PROBLEM TO SOLVE: Would you copy only the lines below, beginning with the one that contains "Where can the dreadlocked" and running through the last entry line?

Location annotation dataset excerpts:
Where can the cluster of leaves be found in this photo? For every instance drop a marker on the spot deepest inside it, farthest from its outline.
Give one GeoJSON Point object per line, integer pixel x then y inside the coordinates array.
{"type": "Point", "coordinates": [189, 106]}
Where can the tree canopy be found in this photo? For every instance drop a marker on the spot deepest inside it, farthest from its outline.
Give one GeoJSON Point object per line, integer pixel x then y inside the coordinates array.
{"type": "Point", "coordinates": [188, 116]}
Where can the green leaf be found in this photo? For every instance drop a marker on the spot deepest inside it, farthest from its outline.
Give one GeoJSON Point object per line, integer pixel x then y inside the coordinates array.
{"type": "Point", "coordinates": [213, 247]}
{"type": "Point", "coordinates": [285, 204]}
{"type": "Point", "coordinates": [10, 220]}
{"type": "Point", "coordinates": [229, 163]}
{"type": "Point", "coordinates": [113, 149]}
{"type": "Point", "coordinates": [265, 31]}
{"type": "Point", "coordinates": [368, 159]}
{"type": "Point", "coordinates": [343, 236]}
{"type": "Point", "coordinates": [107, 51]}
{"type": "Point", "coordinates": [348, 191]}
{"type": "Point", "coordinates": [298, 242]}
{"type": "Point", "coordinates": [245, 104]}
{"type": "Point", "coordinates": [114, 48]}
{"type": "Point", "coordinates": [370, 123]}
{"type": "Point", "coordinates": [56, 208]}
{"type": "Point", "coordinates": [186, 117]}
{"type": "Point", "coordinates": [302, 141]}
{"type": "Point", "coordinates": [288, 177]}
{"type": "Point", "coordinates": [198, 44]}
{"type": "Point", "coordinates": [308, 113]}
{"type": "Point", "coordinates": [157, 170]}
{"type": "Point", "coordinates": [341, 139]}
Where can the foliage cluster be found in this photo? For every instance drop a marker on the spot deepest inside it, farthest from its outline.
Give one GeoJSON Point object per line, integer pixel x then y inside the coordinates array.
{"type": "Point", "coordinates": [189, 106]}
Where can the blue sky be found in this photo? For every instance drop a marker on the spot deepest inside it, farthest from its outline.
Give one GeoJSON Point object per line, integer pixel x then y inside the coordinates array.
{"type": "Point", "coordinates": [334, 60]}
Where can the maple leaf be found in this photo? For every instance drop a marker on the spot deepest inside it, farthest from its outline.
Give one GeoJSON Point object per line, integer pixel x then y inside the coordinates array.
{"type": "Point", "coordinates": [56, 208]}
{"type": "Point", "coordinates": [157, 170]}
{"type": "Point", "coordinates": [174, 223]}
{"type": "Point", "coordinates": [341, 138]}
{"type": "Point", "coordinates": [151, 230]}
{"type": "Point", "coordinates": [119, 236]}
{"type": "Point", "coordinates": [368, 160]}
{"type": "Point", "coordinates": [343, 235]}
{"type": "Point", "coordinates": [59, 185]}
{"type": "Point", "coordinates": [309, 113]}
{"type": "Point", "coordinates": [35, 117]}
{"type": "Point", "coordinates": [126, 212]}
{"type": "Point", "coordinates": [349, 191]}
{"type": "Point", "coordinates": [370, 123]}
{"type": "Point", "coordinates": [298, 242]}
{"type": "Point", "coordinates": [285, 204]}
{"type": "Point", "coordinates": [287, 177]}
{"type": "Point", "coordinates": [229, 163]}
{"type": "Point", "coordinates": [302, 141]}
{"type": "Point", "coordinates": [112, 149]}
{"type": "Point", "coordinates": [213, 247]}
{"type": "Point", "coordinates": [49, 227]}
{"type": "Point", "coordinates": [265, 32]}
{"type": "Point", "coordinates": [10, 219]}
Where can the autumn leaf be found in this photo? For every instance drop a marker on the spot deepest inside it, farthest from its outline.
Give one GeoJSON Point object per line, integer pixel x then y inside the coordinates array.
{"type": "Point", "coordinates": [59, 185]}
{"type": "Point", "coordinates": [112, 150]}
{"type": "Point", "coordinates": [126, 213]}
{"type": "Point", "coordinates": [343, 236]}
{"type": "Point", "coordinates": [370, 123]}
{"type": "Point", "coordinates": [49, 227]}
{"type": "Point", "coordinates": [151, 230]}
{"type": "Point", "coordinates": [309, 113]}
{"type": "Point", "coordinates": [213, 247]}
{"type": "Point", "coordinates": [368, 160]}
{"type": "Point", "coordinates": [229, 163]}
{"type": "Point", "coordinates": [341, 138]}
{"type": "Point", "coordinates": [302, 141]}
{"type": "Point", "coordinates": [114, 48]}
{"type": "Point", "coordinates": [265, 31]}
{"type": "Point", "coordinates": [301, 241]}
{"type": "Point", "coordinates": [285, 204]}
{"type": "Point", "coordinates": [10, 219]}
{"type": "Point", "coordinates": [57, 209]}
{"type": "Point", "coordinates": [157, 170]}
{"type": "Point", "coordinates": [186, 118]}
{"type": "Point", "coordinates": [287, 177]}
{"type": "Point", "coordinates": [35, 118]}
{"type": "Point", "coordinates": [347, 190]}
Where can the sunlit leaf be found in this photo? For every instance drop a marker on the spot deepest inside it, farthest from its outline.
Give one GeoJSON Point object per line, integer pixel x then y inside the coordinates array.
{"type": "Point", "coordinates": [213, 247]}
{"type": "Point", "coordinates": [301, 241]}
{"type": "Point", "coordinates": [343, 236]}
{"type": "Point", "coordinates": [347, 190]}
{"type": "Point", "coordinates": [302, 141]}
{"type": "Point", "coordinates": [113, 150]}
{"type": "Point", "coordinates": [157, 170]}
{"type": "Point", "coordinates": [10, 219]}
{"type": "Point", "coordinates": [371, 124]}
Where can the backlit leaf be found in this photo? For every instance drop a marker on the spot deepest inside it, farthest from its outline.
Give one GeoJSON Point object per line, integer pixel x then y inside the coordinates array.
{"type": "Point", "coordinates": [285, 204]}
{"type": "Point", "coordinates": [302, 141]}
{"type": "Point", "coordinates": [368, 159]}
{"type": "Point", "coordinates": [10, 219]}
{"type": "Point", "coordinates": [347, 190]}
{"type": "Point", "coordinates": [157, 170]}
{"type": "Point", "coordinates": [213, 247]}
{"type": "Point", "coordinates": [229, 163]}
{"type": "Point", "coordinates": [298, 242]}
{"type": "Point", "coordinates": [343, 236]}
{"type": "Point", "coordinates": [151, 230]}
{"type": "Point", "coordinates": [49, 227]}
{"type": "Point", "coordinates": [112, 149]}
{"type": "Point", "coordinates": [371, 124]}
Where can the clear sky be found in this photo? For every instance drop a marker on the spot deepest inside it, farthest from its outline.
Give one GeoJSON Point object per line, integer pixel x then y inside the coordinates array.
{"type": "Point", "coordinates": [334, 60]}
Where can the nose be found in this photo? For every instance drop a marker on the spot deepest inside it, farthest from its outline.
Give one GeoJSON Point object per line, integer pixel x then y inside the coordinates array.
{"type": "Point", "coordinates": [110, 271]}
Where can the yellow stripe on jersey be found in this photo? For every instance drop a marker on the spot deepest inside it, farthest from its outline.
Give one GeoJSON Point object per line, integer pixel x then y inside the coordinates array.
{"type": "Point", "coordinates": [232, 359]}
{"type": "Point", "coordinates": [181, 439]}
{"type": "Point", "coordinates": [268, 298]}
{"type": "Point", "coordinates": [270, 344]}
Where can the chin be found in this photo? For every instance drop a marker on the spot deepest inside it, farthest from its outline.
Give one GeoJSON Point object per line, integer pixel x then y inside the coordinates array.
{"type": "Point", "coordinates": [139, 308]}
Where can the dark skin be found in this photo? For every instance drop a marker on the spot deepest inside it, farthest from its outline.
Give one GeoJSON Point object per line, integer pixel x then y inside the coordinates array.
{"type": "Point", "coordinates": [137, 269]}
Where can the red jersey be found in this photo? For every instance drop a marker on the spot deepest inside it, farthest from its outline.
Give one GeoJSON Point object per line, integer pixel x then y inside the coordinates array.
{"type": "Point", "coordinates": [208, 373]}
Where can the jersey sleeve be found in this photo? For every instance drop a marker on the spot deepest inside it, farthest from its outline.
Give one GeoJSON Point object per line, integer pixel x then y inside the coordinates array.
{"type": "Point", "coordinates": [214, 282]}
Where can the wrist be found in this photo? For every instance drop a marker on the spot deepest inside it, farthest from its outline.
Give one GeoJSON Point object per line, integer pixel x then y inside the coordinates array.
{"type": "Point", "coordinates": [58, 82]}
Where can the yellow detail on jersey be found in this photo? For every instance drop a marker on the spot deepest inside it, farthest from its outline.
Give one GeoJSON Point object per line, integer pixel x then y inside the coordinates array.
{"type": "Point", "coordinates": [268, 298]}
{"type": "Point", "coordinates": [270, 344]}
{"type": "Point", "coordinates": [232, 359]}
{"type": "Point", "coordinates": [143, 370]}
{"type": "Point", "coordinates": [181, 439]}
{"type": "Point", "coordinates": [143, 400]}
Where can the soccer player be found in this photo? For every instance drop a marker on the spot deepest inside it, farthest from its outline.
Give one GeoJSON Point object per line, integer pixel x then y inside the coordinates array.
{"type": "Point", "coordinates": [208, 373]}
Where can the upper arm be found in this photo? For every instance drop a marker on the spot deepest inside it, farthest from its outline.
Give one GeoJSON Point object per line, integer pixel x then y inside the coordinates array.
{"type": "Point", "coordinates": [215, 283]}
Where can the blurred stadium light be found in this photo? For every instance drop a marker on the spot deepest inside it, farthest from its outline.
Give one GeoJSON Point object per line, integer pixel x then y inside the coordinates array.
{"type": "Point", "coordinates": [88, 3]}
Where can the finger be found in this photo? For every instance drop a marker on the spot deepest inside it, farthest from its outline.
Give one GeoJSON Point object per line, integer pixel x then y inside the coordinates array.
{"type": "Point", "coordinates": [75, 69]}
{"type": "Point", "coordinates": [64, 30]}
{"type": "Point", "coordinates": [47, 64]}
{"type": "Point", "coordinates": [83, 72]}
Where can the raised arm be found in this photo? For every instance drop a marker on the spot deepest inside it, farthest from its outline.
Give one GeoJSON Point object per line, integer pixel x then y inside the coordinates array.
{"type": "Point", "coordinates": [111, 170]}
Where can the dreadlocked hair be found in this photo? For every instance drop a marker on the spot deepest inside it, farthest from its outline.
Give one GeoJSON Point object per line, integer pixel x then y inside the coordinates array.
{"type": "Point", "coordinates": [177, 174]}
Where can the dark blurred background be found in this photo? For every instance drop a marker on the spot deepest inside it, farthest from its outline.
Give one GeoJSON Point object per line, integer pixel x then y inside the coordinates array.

RESULT:
Where can the dreadlocked hair be found in this photo? For every instance drop a marker on the spot deepest inside it, farthest from its outline.
Give one GeoJSON Point object per line, integer pixel x then y inside the coordinates array.
{"type": "Point", "coordinates": [177, 174]}
Where can the dark blurred background be found in this photo? For every instance drop a marker on the spot deepest inside it, farthest from its outline.
Give one GeoJSON Point object per line, integer pixel x then y inside the coordinates array.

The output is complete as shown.